### Tasks to carry out
• A. In the speech excerpt on Scotland's economy, who is quoted naming two crucial factors behind Ireland's improved economic performance?
• B. Switch "wealthier" to "richer" in the speech excerpt on Scotland's economy, and write out everything from "In the case" down to "doesn’t stack up.".
• C. Resume the speech excerpt on Scotland's economy after its final sentence.

### Supplied text
So there are general lessons, many of which we are trying to follow.

In the case of one of those countries - Ireland - there is a particular lesson for Scotland.

The Irish economic historian, Professor Kevin O’Rourke, cites various factors for Ireland’s dramatically improved economic performance from around the 1990s.

“Underpinning everything”, he says, “was two crucial factors: our political independence, which allowed us to adopt a policy mix well suited to our own circumstances;” but also, crucially, “our membership of the European single market, without which none of this would have worked.”

So on this analysis the policy flexibility of independence and of EU membership were key to Ireland’s take-off.

And the more Ireland diversified its trade, opened up to capital inflows, the wealthier it has become.

So for those who argue that decisions about Scotland’s economy are best made by the UK, the evidence just doesn’t stack up.

The Scottish Government is therefore currently setting out our economic plan for an independent Scotland in a series of speeches and papers we are calling the Building a New Scotland series.

We are keen to engage the widest possible debate.

And we’ve set out our proposals for example to re-join the EU.

We’ve demonstrated how EU policy and aspirations would benefit from Scotland’s renewable power and energy and our carbon capture potential.

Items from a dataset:

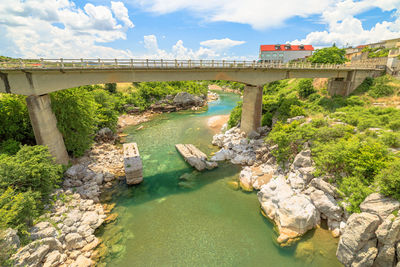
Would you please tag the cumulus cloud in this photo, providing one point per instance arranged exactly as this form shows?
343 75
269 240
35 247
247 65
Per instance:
221 44
260 14
215 49
57 28
343 28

### Your written answers
• A. Professor Kevin O’Rourke, an Irish economic historian.

• B.
In the case of one of those countries - Ireland - there is a particular lesson for Scotland.

The Irish economic historian, Professor Kevin O’Rourke, cites various factors for Ireland’s dramatically improved economic performance from around the 1990s.

“Underpinning everything”, he says, “was two crucial factors: our political independence, which allowed us to adopt a policy mix well suited to our own circumstances;” but also, crucially, “our membership of the European single market, without which none of this would have worked.”

So on this analysis the policy flexibility of independence and of EU membership were key to Ireland’s take-off.

And the more Ireland diversified its trade, opened up to capital inflows, the richer it has become.

So for those who argue that decisions about Scotland’s economy are best made by the UK, the evidence just doesn’t stack up.

• C.
An independent Scotland will have access to oil revenues, full borrowing powers, and we’d use those to set up a special fund – a building a new Scotland fund - to boost infrastructure, to boost renewable energy projects, housing and other infrastructure projects that are vital to economic growth.

Imagine we had the powers of migration - we could set up a system that is tailored to Scotland’s distinctive needs. The migration system of the UK is one of the most self-harming policies that I have seen over the years.

So, in short, we want to attract more skilled migration to Scotland to help fill the vacancies in both the public and the private sector.

So, for example, as part of a new, comprehensive welcoming system, we would introduce a new five-year Scottish Connections visa for graduating international students.

We would remove the minimum income requirement for family migration.

And as part of the EU we would of course once again benefit from that freedom of movement right across the EU.  

We could use employment powers to help to reduce the inequality which the OECD and others argue can drag down growth.

And we would also be able to abolish anti-trade union legislation and develop a national action plan for bargaining right across the country.

Soon we will be able to set out further proposals on encouraging more entrepreneurs to do business in Scotland as well.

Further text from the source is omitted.